● **Data shown**:
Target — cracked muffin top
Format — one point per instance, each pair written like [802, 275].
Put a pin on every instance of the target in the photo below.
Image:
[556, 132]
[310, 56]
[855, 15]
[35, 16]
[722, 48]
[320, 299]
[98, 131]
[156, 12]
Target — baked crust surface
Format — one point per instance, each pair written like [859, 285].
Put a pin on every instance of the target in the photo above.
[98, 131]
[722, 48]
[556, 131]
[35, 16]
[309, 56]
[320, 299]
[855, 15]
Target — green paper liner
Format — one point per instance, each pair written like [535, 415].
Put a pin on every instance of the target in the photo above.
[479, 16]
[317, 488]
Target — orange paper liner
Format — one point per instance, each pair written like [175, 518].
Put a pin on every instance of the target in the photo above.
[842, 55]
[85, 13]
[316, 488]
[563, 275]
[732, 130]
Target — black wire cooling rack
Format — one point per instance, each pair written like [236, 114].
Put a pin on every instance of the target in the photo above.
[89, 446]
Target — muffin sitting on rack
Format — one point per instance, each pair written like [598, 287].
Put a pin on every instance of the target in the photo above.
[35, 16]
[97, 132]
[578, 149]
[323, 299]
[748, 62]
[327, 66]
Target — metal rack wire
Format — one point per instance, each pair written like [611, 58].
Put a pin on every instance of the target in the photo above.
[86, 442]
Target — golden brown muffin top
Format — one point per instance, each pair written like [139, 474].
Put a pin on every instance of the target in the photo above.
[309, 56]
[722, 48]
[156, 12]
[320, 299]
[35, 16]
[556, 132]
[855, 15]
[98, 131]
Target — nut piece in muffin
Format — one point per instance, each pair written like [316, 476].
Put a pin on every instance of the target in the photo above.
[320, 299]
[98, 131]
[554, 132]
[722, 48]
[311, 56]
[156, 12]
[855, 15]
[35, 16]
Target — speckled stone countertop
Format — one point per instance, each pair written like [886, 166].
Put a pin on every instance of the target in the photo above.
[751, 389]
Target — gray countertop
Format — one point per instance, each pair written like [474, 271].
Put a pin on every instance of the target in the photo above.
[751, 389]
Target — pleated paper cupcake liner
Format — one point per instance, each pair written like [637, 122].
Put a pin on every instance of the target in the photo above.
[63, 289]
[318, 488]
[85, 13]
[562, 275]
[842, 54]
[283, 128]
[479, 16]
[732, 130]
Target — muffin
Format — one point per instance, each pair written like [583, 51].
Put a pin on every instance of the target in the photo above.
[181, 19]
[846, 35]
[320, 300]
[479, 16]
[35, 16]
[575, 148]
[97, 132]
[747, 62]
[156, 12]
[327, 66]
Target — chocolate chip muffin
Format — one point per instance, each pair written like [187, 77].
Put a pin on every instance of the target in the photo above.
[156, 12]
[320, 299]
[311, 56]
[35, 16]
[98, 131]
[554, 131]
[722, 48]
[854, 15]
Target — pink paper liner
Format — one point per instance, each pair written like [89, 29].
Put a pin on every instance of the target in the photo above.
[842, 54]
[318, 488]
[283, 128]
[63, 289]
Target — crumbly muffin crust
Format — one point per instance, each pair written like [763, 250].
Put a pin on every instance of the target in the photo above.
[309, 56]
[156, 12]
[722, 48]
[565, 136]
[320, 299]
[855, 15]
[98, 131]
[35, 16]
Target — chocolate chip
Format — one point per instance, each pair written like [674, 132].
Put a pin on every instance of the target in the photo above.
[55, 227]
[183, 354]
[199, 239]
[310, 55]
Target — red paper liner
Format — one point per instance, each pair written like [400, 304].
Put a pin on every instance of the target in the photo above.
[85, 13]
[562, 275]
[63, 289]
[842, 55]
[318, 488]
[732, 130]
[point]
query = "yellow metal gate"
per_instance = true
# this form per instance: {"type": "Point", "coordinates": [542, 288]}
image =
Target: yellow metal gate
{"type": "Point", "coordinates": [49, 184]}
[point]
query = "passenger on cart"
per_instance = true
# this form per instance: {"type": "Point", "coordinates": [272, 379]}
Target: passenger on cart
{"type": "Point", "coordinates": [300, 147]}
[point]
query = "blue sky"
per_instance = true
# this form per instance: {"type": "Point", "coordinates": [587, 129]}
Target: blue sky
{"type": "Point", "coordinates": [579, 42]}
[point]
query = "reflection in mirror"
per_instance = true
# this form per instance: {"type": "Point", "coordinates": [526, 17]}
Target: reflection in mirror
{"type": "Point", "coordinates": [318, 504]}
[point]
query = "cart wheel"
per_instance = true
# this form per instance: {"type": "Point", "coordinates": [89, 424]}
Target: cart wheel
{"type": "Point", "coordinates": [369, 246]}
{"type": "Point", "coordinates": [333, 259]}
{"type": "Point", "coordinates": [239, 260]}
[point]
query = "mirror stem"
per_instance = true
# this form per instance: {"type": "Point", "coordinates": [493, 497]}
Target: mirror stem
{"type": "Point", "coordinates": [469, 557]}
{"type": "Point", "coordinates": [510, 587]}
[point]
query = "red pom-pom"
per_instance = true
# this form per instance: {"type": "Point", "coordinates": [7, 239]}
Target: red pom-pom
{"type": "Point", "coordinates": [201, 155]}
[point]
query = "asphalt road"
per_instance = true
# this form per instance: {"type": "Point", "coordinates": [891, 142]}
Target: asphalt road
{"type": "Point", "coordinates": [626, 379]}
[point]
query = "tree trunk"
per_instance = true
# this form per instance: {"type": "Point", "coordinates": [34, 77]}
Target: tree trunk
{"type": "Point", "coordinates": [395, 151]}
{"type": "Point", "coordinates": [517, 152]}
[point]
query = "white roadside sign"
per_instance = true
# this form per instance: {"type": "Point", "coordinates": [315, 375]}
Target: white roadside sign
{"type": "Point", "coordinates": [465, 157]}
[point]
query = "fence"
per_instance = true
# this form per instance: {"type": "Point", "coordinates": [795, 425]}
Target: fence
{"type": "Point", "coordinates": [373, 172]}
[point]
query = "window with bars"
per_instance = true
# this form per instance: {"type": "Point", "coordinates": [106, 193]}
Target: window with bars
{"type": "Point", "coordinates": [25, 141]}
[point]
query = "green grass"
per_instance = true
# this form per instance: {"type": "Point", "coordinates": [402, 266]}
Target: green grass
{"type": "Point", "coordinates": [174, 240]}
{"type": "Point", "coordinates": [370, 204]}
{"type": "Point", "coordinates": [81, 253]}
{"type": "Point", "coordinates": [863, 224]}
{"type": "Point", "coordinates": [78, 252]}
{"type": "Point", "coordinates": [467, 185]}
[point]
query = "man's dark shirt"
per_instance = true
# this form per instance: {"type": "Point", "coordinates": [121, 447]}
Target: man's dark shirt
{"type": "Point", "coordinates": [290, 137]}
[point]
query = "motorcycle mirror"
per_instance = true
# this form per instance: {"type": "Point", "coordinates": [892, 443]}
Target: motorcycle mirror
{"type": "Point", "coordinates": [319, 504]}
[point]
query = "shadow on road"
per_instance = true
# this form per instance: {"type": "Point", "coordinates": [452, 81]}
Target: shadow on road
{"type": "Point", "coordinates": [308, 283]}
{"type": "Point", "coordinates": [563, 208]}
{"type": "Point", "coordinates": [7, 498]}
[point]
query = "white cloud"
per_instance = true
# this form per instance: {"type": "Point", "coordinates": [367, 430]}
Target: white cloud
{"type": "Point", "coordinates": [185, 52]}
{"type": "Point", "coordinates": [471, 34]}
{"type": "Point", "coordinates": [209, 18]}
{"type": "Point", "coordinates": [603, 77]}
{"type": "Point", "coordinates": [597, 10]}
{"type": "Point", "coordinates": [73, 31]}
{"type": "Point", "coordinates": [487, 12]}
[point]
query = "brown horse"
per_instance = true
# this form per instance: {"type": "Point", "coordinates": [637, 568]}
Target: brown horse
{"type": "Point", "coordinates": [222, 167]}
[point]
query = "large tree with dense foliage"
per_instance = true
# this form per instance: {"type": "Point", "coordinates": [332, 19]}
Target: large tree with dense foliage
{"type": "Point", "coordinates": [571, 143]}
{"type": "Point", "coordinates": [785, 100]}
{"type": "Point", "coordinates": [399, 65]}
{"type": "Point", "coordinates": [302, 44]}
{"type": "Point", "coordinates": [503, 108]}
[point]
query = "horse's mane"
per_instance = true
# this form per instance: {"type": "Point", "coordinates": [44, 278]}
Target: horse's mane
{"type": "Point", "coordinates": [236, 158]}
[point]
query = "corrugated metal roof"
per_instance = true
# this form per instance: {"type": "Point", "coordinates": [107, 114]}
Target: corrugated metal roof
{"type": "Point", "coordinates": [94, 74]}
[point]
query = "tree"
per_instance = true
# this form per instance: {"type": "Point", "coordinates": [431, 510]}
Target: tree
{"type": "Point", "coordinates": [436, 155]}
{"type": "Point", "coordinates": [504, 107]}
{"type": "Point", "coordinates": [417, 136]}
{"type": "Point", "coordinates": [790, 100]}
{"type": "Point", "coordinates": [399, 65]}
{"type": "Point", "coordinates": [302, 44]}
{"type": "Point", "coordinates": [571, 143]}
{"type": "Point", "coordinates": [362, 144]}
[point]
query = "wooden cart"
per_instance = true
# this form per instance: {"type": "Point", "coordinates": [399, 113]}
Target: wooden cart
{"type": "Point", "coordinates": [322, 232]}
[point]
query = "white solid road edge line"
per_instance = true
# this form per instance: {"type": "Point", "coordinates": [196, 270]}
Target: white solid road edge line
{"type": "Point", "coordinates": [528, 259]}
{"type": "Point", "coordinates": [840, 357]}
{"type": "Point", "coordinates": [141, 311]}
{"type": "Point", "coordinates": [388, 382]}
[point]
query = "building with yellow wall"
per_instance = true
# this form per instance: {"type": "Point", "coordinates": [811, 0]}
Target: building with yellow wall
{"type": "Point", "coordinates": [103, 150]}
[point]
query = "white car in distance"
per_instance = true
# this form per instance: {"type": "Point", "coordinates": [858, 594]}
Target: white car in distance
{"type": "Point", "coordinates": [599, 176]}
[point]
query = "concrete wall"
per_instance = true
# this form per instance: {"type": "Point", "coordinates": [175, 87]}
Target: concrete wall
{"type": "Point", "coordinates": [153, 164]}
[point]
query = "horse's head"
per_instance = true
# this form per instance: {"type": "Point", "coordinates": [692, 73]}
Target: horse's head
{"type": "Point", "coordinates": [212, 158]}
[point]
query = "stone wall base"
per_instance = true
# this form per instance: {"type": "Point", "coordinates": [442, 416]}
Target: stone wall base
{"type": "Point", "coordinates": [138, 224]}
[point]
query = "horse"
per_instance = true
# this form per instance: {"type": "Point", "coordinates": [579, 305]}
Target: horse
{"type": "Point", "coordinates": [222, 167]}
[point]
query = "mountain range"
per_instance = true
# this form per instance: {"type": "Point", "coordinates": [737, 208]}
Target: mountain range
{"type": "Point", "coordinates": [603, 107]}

● **Task details**: How many lines in the listing above contain the string "head"? Reply with the number only.

● **Response to the exercise**: 2